The pandemic, which started in 2019 and continues, has mobilize us faster than ever before to understand the changing daily life practices. Social groups evolving into a singular, yet inclusive community indicate that we need to better understand autonomous living and adapt our design standards accordingly.
Ali Osman Öztürk
Architectural change in the upcoming period
This topic opens up a space for us to think about the organic relationship between architecture and daily life. Architecture is a developing practice that changes according to the needs of public and personal spaces. As architects who discover and analyze people’s daily life set up, we always attach importance to finding fast and effective solutions to changing needs.
Interestingly, the pandemic, which started in 2019 and continues, has mobilize us faster than ever before to understand the changing daily life practices.
Social groups evolving into a singular, yet inclusive community indicate that we need to better understand autonomous living and adapt our design standards accordingly.
Role of the architect
While the role of the architect differs according to the social, political and cultural environment of the period he lived in; It is also related to the geography in which it is performed. For this reason, it is necessary to describe well which period and location what we call the past corresponds to.

:: EXCERPTED RECORDS ::
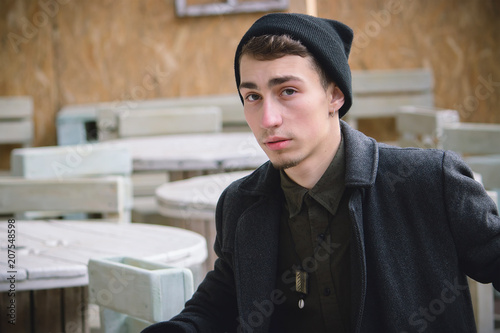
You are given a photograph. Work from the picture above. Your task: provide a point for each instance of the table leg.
(15, 312)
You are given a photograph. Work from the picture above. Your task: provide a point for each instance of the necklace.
(302, 275)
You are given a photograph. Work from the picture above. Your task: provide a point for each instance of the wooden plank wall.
(65, 51)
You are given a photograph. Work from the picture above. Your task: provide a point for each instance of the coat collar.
(258, 226)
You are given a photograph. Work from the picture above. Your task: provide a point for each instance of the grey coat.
(420, 225)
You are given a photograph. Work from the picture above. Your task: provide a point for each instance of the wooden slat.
(488, 167)
(48, 306)
(472, 138)
(150, 122)
(15, 107)
(194, 198)
(74, 308)
(71, 195)
(71, 161)
(383, 106)
(16, 131)
(21, 314)
(391, 81)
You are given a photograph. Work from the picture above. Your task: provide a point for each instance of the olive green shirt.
(315, 234)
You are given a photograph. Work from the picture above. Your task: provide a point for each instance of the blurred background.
(64, 52)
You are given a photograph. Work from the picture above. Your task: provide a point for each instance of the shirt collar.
(327, 191)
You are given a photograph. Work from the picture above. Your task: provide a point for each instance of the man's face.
(289, 111)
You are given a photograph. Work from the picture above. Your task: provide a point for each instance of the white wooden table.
(194, 152)
(47, 282)
(192, 202)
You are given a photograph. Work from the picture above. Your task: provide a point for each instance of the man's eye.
(252, 97)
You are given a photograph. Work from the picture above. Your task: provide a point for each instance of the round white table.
(45, 275)
(192, 202)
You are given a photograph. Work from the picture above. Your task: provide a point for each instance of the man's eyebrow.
(282, 79)
(272, 82)
(248, 85)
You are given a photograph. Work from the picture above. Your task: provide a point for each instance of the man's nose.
(271, 114)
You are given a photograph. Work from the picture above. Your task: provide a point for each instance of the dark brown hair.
(271, 47)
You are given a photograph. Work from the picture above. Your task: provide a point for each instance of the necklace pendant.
(301, 281)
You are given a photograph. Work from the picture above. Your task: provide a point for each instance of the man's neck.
(307, 174)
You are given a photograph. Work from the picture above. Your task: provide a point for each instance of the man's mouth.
(277, 143)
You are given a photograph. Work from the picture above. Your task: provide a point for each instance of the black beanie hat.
(328, 41)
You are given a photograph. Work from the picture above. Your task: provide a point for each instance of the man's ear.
(336, 97)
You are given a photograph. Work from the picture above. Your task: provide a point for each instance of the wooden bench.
(472, 138)
(159, 292)
(116, 123)
(16, 120)
(191, 203)
(106, 196)
(59, 163)
(77, 124)
(380, 93)
(423, 126)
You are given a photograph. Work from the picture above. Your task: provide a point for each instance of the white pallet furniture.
(423, 126)
(106, 196)
(472, 138)
(160, 292)
(51, 267)
(191, 203)
(16, 120)
(379, 93)
(77, 124)
(59, 163)
(137, 122)
(70, 161)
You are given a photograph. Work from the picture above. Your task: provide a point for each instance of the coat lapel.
(256, 251)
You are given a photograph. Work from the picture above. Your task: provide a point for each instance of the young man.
(336, 233)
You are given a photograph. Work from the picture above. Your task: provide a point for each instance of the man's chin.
(283, 165)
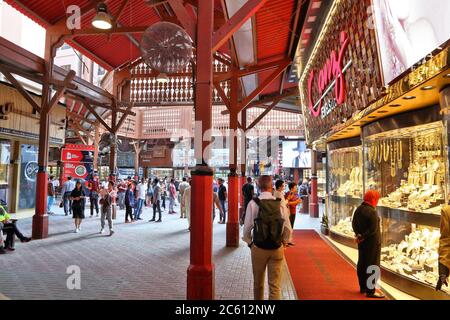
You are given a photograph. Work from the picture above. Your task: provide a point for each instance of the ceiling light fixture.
(162, 78)
(102, 19)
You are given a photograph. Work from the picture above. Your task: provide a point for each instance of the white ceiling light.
(102, 19)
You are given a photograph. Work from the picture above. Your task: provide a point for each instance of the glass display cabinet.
(345, 188)
(406, 160)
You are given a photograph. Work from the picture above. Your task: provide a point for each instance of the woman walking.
(106, 212)
(129, 203)
(293, 200)
(77, 196)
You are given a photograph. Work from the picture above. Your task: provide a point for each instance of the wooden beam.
(223, 96)
(235, 22)
(250, 70)
(80, 118)
(122, 119)
(60, 92)
(188, 23)
(119, 13)
(286, 93)
(262, 86)
(92, 110)
(114, 30)
(21, 89)
(262, 115)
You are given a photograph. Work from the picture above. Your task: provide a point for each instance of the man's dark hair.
(278, 184)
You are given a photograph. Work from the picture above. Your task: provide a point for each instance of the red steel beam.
(263, 85)
(235, 22)
(185, 19)
(200, 274)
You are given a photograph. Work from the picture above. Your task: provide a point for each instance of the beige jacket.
(444, 241)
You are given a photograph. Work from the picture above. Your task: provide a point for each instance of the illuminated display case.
(345, 187)
(406, 160)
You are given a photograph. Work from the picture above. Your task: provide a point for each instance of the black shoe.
(375, 295)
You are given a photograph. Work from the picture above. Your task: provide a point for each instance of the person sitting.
(10, 228)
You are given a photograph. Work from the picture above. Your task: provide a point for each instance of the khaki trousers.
(273, 261)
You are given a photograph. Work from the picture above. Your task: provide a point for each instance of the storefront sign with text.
(332, 74)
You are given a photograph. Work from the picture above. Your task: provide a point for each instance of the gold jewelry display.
(400, 154)
(386, 150)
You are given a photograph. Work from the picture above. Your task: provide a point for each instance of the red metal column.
(200, 274)
(40, 218)
(314, 200)
(233, 187)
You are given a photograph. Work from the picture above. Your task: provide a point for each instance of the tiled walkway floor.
(140, 261)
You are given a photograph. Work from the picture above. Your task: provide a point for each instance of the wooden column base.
(40, 218)
(233, 211)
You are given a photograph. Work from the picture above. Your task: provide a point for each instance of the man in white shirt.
(142, 192)
(272, 259)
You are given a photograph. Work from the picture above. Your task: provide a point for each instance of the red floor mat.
(318, 272)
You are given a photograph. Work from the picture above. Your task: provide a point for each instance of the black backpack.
(268, 226)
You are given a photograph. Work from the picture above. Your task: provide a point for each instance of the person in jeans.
(223, 199)
(140, 196)
(172, 196)
(249, 192)
(50, 194)
(94, 188)
(66, 190)
(129, 203)
(156, 200)
(77, 196)
(182, 187)
(122, 188)
(366, 225)
(262, 259)
(293, 201)
(106, 199)
(11, 230)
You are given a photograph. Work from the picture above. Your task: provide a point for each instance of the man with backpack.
(267, 234)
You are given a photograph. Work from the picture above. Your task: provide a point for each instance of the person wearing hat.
(11, 229)
(302, 160)
(366, 225)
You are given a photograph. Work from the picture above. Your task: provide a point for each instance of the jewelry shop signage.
(330, 76)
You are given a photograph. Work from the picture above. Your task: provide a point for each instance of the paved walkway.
(140, 261)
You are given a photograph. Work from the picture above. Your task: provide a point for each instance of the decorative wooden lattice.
(363, 77)
(179, 89)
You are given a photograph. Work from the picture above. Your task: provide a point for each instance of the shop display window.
(408, 168)
(5, 154)
(345, 189)
(28, 175)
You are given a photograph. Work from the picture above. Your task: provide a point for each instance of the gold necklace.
(400, 154)
(380, 152)
(386, 150)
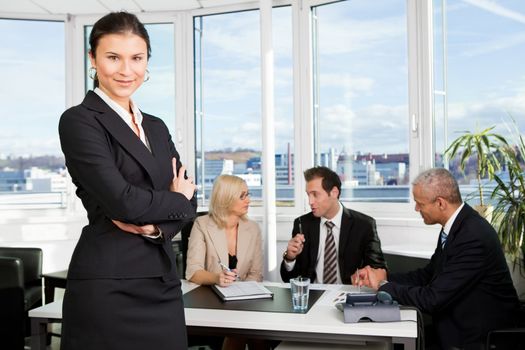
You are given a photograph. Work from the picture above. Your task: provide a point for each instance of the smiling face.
(241, 204)
(430, 209)
(323, 204)
(121, 61)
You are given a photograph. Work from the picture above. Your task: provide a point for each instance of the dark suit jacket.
(358, 246)
(466, 287)
(117, 177)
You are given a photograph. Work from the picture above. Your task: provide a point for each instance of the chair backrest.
(11, 270)
(31, 259)
(404, 264)
(185, 235)
(12, 312)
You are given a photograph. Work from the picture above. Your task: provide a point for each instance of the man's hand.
(179, 183)
(369, 277)
(295, 246)
(148, 230)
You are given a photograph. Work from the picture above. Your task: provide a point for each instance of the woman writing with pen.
(225, 245)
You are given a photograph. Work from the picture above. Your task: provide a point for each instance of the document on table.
(242, 291)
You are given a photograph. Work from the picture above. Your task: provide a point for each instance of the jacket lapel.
(114, 124)
(218, 239)
(312, 237)
(346, 225)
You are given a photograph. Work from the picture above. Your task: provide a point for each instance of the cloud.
(499, 43)
(352, 35)
(497, 9)
(486, 112)
(377, 128)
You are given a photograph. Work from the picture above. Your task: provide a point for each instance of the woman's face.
(121, 61)
(242, 203)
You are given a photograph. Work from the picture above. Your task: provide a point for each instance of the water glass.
(300, 288)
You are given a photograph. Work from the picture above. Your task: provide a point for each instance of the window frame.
(419, 28)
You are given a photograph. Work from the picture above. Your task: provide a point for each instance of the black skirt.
(130, 314)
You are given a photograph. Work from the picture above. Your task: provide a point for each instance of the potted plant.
(509, 210)
(486, 146)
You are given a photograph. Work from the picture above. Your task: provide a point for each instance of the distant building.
(33, 180)
(214, 168)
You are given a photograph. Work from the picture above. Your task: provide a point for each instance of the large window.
(360, 91)
(228, 101)
(157, 95)
(32, 96)
(479, 74)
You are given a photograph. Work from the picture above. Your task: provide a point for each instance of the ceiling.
(84, 7)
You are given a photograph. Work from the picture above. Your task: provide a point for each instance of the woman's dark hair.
(117, 23)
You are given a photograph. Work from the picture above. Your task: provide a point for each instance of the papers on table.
(242, 291)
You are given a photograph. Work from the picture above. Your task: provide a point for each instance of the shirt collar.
(451, 220)
(336, 219)
(122, 112)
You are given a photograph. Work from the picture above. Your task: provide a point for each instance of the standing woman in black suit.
(123, 291)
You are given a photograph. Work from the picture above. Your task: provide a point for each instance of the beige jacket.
(207, 247)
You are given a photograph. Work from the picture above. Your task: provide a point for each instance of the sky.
(362, 67)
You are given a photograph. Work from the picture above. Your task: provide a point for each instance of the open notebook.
(243, 291)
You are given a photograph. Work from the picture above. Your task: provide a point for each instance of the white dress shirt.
(124, 114)
(319, 264)
(451, 220)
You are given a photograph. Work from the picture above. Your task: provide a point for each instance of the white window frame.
(419, 27)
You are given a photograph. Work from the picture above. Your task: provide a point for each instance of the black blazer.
(117, 177)
(466, 287)
(358, 246)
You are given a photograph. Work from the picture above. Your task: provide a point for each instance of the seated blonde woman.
(225, 237)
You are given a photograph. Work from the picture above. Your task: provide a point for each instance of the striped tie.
(330, 256)
(443, 236)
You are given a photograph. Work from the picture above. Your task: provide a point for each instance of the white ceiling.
(82, 7)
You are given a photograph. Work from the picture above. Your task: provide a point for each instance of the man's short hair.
(439, 182)
(330, 178)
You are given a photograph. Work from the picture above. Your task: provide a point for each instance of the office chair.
(31, 259)
(12, 315)
(509, 338)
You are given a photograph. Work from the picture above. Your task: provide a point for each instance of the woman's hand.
(148, 230)
(226, 278)
(179, 183)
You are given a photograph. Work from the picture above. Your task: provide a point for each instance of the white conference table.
(323, 323)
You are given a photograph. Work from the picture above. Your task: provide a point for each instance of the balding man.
(466, 287)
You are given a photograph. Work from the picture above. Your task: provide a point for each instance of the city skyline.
(486, 78)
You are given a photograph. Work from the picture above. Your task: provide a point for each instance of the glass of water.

:: THE PROBLEM ::
Could you carry the piece on architecture after the pandemic further, beginning right after its final sentence?

:: THE ANSWER ::
However, if we need to evaluate the roles that the ‘architect’ acquired before us from a general perspective, the architect- as a creator was a power that set rules, made decisions, and should be able to think and implement from every angle how the living spaces should be. The increasingly complex social life brought the role of the architect to a new level with the Industrial Revolution and the World Wars. While architects became more involved in the social order and politics with the decisions they made at the city scale, they found finding functional solutions superior to her aesthetic concerns.
Today, we may not be able to define the architect in a single way. There are many different practices and approaches. However, we can say that the needs and aesthetic concerns of the individualized society require more subjective and non-ordinary solutions.
For this reason, today’s architect should try to better understand the people who will live in the space and adapt to the times by keeping the design standards more variable. They should be able to develop quick reflexes to changing needs and aesthetic concerns and should not forget their own identity while doing this.